** TASK TO COMPLETE **
The output is the lines below from the one with "197L465 195L462 202L460" through the one with "positive clicks: (413, 191) (392, 214)", both included, printed exactly and with no other line.

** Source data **
···

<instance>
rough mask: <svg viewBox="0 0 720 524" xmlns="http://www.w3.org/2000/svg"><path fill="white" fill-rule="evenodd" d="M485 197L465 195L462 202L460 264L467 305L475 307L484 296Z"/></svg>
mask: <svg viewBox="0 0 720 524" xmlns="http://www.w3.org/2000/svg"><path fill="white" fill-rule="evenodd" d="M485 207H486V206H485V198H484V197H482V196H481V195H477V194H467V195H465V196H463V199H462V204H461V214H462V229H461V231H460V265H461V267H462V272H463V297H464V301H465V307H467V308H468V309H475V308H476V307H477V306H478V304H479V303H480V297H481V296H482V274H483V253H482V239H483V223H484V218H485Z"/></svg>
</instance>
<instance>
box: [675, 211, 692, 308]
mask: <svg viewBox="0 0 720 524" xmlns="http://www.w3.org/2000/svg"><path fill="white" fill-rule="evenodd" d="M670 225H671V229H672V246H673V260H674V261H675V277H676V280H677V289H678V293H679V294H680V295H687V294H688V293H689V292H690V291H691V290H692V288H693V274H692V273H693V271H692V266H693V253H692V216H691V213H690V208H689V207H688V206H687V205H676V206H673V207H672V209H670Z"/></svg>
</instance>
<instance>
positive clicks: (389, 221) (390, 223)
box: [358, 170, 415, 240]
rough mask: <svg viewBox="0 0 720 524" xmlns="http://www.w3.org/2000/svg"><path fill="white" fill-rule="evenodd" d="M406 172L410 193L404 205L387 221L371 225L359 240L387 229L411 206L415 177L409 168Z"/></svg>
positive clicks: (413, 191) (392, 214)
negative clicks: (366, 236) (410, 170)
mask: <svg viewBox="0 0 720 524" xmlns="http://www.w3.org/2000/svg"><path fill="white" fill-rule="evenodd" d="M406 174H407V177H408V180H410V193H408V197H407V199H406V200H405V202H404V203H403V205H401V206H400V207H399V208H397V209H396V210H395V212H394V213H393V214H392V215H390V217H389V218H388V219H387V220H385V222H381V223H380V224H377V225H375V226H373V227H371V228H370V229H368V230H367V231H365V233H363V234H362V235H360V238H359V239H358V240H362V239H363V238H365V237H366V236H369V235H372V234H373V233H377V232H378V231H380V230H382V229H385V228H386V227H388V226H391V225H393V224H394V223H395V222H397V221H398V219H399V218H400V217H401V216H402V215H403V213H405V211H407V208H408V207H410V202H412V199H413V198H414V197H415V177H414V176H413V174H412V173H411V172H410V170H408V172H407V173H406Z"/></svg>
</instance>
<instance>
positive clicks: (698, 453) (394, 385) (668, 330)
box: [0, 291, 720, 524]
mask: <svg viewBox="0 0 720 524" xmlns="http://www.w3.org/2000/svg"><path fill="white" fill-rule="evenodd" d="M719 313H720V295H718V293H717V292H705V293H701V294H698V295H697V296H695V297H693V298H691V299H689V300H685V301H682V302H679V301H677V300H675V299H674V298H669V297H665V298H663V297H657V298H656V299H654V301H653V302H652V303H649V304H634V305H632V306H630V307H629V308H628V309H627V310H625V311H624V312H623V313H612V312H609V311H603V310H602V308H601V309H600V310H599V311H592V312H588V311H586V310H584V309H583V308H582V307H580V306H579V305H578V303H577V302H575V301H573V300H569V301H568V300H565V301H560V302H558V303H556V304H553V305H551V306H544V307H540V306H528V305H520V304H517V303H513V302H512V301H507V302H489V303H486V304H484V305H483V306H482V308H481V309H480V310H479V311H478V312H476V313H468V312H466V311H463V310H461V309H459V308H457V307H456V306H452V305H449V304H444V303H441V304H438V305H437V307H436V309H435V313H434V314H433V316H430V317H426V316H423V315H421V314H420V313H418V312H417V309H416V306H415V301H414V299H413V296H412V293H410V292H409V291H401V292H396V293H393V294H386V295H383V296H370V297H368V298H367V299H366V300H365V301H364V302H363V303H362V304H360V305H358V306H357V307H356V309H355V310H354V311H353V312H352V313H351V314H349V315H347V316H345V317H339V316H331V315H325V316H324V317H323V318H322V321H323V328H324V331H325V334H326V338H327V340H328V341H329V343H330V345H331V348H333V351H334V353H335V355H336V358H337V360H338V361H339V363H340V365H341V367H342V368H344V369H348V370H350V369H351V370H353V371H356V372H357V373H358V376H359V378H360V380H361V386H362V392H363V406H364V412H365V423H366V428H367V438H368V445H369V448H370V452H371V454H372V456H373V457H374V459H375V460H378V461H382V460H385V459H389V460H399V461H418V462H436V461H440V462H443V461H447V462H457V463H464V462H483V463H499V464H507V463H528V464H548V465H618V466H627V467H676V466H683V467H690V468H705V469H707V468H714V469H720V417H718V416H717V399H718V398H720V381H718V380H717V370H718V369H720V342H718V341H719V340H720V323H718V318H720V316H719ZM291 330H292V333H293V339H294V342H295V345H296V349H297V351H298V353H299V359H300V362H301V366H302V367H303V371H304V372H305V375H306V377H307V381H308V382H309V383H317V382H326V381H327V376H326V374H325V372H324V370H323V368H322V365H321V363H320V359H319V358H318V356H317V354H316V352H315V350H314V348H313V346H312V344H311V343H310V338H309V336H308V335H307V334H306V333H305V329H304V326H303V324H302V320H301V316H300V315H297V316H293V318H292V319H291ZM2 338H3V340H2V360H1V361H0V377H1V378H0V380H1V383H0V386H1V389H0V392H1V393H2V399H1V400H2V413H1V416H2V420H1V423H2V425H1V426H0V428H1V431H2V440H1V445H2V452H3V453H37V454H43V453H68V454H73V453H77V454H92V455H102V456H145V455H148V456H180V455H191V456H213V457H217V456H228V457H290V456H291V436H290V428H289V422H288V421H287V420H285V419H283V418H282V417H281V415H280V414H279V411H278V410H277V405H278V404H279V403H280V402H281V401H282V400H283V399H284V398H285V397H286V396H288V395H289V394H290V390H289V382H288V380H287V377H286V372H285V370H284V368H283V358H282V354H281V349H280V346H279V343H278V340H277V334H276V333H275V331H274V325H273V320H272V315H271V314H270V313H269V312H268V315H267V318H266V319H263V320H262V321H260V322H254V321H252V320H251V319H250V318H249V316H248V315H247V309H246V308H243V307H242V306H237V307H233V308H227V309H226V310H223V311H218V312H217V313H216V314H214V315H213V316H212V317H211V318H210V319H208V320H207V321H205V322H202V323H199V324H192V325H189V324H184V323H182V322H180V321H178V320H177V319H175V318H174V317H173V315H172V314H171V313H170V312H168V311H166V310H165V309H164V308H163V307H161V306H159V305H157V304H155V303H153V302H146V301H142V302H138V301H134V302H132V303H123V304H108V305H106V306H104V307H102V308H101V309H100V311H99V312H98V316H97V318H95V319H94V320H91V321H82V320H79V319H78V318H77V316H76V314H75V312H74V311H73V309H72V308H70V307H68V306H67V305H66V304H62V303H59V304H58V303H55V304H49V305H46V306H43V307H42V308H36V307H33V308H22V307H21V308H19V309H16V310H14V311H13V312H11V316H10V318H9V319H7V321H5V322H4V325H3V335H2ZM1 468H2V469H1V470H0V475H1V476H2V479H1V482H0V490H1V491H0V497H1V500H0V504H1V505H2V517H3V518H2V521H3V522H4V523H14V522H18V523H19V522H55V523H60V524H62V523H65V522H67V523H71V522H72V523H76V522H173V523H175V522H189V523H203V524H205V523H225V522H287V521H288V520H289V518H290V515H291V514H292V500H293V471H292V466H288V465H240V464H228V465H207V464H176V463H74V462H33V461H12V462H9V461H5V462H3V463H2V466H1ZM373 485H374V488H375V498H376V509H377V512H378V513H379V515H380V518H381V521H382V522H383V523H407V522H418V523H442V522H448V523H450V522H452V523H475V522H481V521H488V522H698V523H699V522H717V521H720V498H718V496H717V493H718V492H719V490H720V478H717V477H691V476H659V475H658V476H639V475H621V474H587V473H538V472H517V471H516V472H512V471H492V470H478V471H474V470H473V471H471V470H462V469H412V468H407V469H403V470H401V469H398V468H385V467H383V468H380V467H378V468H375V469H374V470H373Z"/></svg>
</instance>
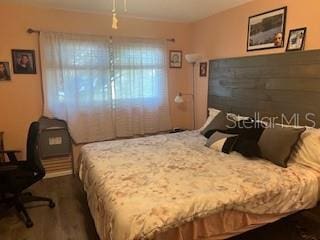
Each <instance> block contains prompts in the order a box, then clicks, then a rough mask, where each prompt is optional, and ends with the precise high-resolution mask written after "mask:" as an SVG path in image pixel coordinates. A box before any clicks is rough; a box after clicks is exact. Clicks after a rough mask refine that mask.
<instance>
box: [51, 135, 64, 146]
mask: <svg viewBox="0 0 320 240" xmlns="http://www.w3.org/2000/svg"><path fill="white" fill-rule="evenodd" d="M61 144H62V137H50V138H49V145H61Z"/></svg>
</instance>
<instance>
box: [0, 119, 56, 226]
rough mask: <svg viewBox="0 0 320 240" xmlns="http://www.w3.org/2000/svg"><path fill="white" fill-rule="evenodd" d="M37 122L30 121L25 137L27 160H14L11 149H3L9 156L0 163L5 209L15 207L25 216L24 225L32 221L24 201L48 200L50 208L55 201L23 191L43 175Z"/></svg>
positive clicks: (1, 200) (31, 224)
mask: <svg viewBox="0 0 320 240" xmlns="http://www.w3.org/2000/svg"><path fill="white" fill-rule="evenodd" d="M38 136H39V122H33V123H31V125H30V127H29V132H28V139H27V160H26V161H16V158H15V157H14V158H12V151H4V153H6V154H8V153H11V155H10V154H8V157H9V156H11V158H9V159H10V162H5V163H0V197H1V196H2V200H1V201H0V202H2V203H3V204H4V205H5V208H6V209H9V208H11V207H15V208H16V209H17V210H18V212H19V213H22V215H23V216H24V218H25V225H26V227H28V228H30V227H32V226H33V222H32V220H31V218H30V216H29V214H28V212H27V210H26V208H25V206H24V203H29V202H34V201H45V202H48V203H49V204H48V205H49V207H50V208H54V207H55V203H54V202H53V201H52V199H50V198H45V197H37V196H33V195H32V194H31V193H30V192H27V193H23V191H24V190H26V189H27V188H28V187H30V186H31V185H32V184H34V183H36V182H38V181H39V180H41V179H42V178H43V177H44V176H45V169H44V167H43V166H42V163H41V160H40V154H39V145H38Z"/></svg>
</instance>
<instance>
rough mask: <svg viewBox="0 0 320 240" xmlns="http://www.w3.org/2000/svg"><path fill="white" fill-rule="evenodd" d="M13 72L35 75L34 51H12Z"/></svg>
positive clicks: (13, 49) (15, 50) (34, 56)
mask: <svg viewBox="0 0 320 240" xmlns="http://www.w3.org/2000/svg"><path fill="white" fill-rule="evenodd" d="M12 63H13V72H14V73H17V74H36V73H37V72H36V63H35V54H34V50H21V49H13V50H12Z"/></svg>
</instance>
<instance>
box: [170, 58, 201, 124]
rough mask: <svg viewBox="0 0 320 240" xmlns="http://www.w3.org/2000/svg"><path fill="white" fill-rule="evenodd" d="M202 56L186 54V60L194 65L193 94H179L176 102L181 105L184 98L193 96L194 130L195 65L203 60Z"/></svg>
mask: <svg viewBox="0 0 320 240" xmlns="http://www.w3.org/2000/svg"><path fill="white" fill-rule="evenodd" d="M201 58H202V57H201V55H200V54H197V53H192V54H186V55H185V59H186V61H187V62H188V63H190V64H192V93H191V94H190V93H181V92H178V94H177V96H176V97H175V99H174V101H175V103H177V104H181V103H183V102H184V100H183V96H191V97H192V119H193V129H195V128H196V112H195V73H194V69H195V65H196V63H197V62H199V61H200V60H201Z"/></svg>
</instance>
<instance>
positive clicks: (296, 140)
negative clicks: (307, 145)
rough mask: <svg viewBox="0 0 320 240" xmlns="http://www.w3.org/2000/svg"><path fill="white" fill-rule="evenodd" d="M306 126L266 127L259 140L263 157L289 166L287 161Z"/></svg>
mask: <svg viewBox="0 0 320 240" xmlns="http://www.w3.org/2000/svg"><path fill="white" fill-rule="evenodd" d="M305 130H306V128H292V127H280V126H277V125H275V126H274V127H273V128H266V129H265V130H264V131H263V133H262V135H261V137H260V139H259V142H258V145H259V147H260V151H261V157H262V158H265V159H267V160H269V161H270V162H272V163H274V164H276V165H278V166H281V167H285V168H286V167H287V162H288V160H289V158H290V155H291V153H292V151H293V148H294V147H295V145H296V144H297V142H298V140H299V138H300V135H301V134H302V133H303V132H304V131H305Z"/></svg>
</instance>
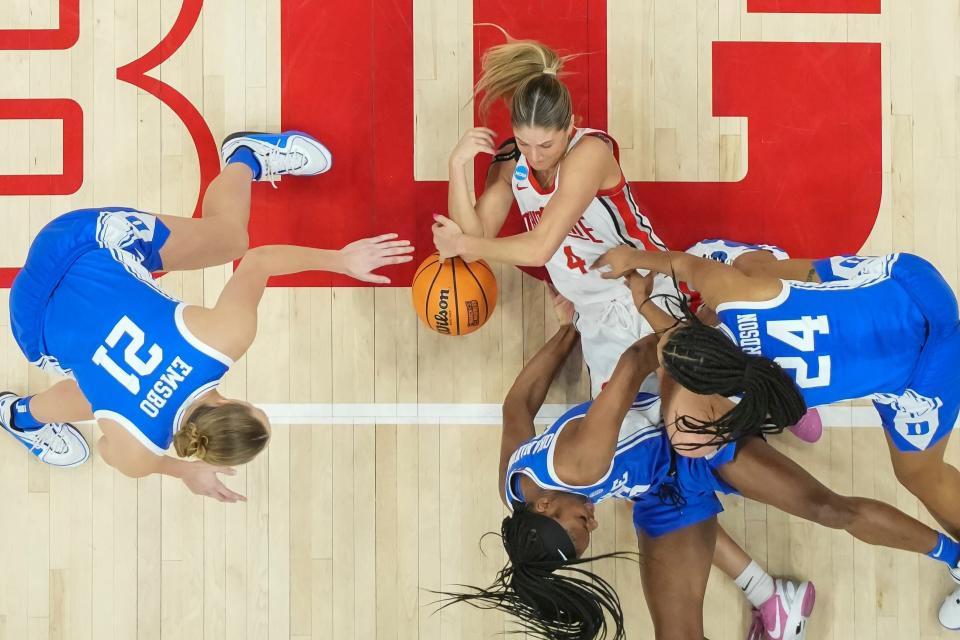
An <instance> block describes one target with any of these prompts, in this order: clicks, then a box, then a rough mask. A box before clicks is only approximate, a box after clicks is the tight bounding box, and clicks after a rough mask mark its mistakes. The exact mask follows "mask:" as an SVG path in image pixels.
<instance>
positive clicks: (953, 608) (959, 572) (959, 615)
mask: <svg viewBox="0 0 960 640" xmlns="http://www.w3.org/2000/svg"><path fill="white" fill-rule="evenodd" d="M950 577H951V578H953V581H954V582H957V583H960V567H954V568H953V569H950ZM937 617H938V618H939V619H940V624H942V625H943V626H944V627H946V628H947V629H950V630H951V631H960V587H958V588H957V589H955V590H954V592H953V593H951V594H950V595H949V596H947V597H946V598H945V599H944V601H943V604H941V605H940V611H939V612H938V613H937Z"/></svg>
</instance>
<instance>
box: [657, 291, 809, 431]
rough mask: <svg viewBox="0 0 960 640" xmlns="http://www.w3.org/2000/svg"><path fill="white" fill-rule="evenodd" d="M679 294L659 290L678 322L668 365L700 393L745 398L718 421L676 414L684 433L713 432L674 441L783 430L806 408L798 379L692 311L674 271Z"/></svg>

···

** TASK RESULT **
rough mask: <svg viewBox="0 0 720 524" xmlns="http://www.w3.org/2000/svg"><path fill="white" fill-rule="evenodd" d="M485 197L465 195L462 202L460 264L467 305L475 307L484 296Z"/></svg>
mask: <svg viewBox="0 0 720 524" xmlns="http://www.w3.org/2000/svg"><path fill="white" fill-rule="evenodd" d="M485 207H486V206H485V198H484V197H482V196H481V195H477V194H467V195H465V196H463V199H462V204H461V214H462V229H461V231H460V265H461V267H462V272H463V297H464V301H465V307H467V308H468V309H475V308H476V307H477V306H478V304H479V303H480V297H481V296H482V274H483V253H482V239H483V223H484V218H485Z"/></svg>
</instance>
<instance>
box: [675, 211, 692, 308]
mask: <svg viewBox="0 0 720 524" xmlns="http://www.w3.org/2000/svg"><path fill="white" fill-rule="evenodd" d="M670 225H671V229H672V246H673V260H674V261H675V277H676V280H677V289H678V293H679V294H680V295H687V294H688V293H689V292H690V291H691V290H692V288H693V274H692V273H693V271H692V266H693V253H692V216H691V213H690V208H689V207H688V206H687V205H676V206H673V207H672V209H670Z"/></svg>
</instance>
<instance>
positive clicks: (389, 221) (390, 223)
box: [358, 170, 415, 240]
rough mask: <svg viewBox="0 0 720 524" xmlns="http://www.w3.org/2000/svg"><path fill="white" fill-rule="evenodd" d="M406 172L410 193L404 205L387 221L371 225L359 240L387 229L411 206L415 177L409 168Z"/></svg>
positive clicks: (413, 191) (392, 214)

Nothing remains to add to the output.